Try it — Which lines of the records contain the word "shrine"? Copy each one.

Start of Block

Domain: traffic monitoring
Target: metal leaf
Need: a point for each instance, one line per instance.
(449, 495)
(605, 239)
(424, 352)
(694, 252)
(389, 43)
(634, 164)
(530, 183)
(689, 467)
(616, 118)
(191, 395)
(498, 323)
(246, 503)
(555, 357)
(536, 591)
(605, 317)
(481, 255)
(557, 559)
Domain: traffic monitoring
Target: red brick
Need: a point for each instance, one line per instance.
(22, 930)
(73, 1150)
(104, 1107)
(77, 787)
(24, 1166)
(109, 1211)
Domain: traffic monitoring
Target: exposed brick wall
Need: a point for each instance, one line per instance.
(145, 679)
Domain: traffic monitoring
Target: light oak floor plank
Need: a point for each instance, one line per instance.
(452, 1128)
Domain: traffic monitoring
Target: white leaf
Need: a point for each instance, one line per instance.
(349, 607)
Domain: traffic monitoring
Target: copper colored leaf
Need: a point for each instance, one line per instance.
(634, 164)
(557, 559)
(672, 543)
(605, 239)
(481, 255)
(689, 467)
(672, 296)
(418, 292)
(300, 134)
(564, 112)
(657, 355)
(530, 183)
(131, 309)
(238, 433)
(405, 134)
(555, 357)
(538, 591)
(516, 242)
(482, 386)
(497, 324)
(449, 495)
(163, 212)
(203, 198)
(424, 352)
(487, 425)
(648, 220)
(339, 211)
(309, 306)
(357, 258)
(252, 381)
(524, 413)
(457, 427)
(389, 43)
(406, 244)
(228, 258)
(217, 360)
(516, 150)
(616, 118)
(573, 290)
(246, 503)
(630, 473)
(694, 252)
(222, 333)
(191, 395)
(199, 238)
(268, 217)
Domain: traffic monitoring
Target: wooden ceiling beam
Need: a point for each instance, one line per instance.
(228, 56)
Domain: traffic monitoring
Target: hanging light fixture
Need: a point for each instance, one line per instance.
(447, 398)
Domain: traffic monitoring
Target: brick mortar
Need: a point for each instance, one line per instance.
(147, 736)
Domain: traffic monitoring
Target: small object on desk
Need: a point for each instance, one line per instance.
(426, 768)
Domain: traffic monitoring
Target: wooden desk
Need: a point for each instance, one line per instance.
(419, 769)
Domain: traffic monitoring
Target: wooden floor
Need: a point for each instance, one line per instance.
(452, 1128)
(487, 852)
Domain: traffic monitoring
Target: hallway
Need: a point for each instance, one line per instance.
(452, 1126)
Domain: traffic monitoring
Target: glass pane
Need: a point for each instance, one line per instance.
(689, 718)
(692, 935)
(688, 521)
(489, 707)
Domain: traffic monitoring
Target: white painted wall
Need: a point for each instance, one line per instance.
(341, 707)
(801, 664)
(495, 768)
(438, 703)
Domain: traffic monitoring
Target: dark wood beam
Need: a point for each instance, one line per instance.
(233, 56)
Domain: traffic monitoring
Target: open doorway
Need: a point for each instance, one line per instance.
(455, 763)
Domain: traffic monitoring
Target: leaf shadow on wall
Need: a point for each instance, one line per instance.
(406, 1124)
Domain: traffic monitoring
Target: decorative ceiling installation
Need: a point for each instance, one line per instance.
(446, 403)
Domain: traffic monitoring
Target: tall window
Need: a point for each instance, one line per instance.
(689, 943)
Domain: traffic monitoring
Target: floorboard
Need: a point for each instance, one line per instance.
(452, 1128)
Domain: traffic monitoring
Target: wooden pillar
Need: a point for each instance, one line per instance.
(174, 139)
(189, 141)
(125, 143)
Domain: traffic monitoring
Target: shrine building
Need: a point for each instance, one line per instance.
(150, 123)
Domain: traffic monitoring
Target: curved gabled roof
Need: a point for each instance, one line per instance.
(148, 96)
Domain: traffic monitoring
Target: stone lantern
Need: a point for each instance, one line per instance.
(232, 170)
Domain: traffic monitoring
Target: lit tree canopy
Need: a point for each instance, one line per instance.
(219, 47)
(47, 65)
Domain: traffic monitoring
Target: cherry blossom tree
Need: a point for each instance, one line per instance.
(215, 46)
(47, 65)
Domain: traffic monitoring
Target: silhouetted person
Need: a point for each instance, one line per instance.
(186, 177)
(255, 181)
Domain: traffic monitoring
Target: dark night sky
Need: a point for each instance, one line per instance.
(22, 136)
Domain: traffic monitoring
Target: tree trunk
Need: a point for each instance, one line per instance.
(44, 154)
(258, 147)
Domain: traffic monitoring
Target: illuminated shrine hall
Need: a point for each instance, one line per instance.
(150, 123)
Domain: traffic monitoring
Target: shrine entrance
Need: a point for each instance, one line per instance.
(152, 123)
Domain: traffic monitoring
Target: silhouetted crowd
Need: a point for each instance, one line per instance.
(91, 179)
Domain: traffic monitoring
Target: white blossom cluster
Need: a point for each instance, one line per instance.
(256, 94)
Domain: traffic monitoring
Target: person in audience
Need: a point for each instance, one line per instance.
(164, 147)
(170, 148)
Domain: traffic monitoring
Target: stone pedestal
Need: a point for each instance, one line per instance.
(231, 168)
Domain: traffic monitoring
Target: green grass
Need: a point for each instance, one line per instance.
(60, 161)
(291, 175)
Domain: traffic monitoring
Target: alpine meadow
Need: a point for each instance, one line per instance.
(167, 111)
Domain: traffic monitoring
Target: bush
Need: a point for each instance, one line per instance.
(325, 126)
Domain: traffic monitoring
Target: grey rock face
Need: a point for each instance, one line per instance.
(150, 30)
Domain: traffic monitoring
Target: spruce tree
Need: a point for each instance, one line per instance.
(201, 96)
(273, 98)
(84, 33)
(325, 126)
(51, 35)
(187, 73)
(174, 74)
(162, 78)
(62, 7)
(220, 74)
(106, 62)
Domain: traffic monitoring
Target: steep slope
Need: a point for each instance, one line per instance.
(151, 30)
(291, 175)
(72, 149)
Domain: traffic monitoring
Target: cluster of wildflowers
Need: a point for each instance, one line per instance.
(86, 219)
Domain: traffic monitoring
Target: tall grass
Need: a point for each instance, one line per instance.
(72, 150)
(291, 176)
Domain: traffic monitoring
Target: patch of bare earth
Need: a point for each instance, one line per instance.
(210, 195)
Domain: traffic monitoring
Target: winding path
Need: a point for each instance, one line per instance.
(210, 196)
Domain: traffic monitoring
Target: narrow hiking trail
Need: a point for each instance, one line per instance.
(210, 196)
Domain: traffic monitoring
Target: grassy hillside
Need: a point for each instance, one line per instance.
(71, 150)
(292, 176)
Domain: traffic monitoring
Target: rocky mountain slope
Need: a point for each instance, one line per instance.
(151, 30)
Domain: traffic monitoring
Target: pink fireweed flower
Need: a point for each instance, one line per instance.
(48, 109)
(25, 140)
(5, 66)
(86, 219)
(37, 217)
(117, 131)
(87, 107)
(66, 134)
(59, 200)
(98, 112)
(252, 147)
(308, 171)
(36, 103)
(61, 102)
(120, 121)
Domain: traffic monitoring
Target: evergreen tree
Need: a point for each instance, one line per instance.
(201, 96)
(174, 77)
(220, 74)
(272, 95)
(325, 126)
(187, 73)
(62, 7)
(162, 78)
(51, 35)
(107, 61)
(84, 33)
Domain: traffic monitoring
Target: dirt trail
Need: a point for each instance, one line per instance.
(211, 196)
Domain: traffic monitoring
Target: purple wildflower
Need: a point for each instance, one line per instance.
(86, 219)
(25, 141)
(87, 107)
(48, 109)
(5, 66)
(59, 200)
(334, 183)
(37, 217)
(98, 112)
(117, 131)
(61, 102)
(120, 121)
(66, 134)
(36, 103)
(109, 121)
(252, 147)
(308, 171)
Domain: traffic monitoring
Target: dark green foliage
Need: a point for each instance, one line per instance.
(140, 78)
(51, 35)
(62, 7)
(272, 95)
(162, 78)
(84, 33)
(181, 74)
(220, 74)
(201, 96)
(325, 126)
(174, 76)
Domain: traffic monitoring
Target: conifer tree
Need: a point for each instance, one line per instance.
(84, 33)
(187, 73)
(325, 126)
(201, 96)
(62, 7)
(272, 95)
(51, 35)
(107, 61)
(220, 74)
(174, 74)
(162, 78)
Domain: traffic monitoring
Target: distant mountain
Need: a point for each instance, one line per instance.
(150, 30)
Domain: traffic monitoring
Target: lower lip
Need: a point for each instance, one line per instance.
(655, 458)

End of Block
Start of Block

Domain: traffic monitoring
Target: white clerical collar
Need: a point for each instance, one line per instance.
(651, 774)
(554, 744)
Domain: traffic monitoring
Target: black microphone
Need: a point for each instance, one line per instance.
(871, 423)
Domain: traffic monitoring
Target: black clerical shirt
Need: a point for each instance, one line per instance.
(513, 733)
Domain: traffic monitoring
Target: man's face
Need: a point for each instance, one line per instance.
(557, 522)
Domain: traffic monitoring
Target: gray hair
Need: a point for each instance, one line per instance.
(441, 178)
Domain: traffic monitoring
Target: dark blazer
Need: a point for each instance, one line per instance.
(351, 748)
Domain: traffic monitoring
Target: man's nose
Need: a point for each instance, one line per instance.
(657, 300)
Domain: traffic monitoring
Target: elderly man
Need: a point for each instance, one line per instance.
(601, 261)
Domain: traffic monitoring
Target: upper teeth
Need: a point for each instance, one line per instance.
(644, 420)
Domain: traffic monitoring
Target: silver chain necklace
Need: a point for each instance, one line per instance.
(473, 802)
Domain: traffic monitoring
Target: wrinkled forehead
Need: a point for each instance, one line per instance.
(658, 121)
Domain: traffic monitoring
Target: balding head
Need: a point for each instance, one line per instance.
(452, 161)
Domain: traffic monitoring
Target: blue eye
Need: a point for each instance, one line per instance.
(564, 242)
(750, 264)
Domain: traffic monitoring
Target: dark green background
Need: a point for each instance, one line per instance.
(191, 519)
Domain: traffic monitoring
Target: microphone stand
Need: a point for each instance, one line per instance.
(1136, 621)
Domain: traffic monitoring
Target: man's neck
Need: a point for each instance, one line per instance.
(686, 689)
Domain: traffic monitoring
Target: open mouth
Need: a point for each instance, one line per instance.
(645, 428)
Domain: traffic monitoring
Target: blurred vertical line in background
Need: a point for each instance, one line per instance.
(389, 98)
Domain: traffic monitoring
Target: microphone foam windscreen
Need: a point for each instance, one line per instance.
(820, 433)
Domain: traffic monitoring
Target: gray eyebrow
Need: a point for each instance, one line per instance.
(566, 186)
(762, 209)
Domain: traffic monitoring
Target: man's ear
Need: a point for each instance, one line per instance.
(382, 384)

End of Block

Output —
Target: shrine building
Target: illuminated shrine hall
Target: shrine entrance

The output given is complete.